# Exercise goal
Retype every entry exactly, character for character.

# Record extracts
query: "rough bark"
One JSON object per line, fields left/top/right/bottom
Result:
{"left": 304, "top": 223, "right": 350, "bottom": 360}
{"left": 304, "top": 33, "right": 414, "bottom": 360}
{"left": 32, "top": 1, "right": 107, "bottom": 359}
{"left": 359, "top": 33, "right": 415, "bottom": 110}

# Solution for this problem
query: "rough bark"
One JSON object per line, fields left/top/right/bottom
Result:
{"left": 304, "top": 223, "right": 350, "bottom": 360}
{"left": 304, "top": 33, "right": 414, "bottom": 360}
{"left": 32, "top": 1, "right": 107, "bottom": 359}
{"left": 359, "top": 33, "right": 415, "bottom": 110}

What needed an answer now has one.